Cecília Jorge
Repórter da Agência Brasil
Brasília - Há 17 anos, o cartunista Henfil morria em decorrência da Aids contraída em uma transfusão de sangue. Henrique de Souza Filho tinha hemofilia, uma doença hereditária que se caracteriza pela dificuldade de coagulação e obriga o paciente a receber transfusões de sangue constantes. A doença afeta principalmente o homem e, só em casos excepcionais, a mulher.
Dois irmãos de Henfil também contraíram o vírus HIV em transfusões: o sociólogo Herbert de Souza, o Betinho; e o músico Francisco Mário Figueiredo de Souza, conhecido como Chico Mário. Criador da campanha Ação da Cidadania contra a Fome e a Miséria e pela Vida, que arrecadava alimentos, Betinho morreu de hepatite C, doença que também se contrai em transfusões de sangue.
◆ ◆ ◆ ◆ ◆
### Instruções das tarefas:
**a.** Liste todas as doenças citadas no texto sobre Henfil.
**b.** Copie do texto sobre Henfil tudo o que vai desde "Cecília Jorge" até "transfusões de sangue.".
As linhas abaixo não têm relação com o texto sobre Henfil.

### Dados disponíveis:
◆ ◆ ◆ ◆ ◆
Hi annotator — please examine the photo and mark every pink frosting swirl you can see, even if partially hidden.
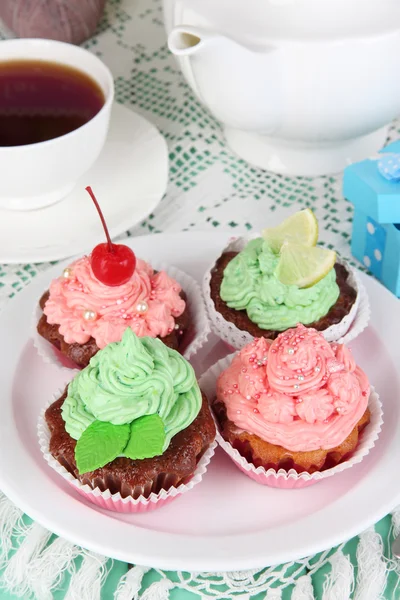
◆ ◆ ◆ ◆ ◆
### Respostas escritas:
**a.** Aids, hemofilia e hepatite C.

**b.**
Cecília Jorge
Repórter da Agência Brasil
Brasília - Há 17 anos, o cartunista Henfil morria em decorrência da Aids contraída em uma transfusão de sangue. Henrique de Souza Filho tinha hemofilia, uma doença hereditária que se caracteriza pela dificuldade de coagulação e obriga o paciente a receber transfusões de sangue constantes. A doença afeta principalmente o homem e, só em casos excepcionais, a mulher.
Dois irmãos de Henfil também contraíram o vírus HIV em transfusões: o sociólogo Herbert de Souza, o Betinho; e o músico Francisco Mário Figueiredo de Souza, conhecido como Chico Mário. Criador da campanha Ação da Cidadania contra a Fome e a Miséria e pela Vida, que arrecadava alimentos, Betinho morreu de hepatite C, doença que também se contrai em transfusões de sangue.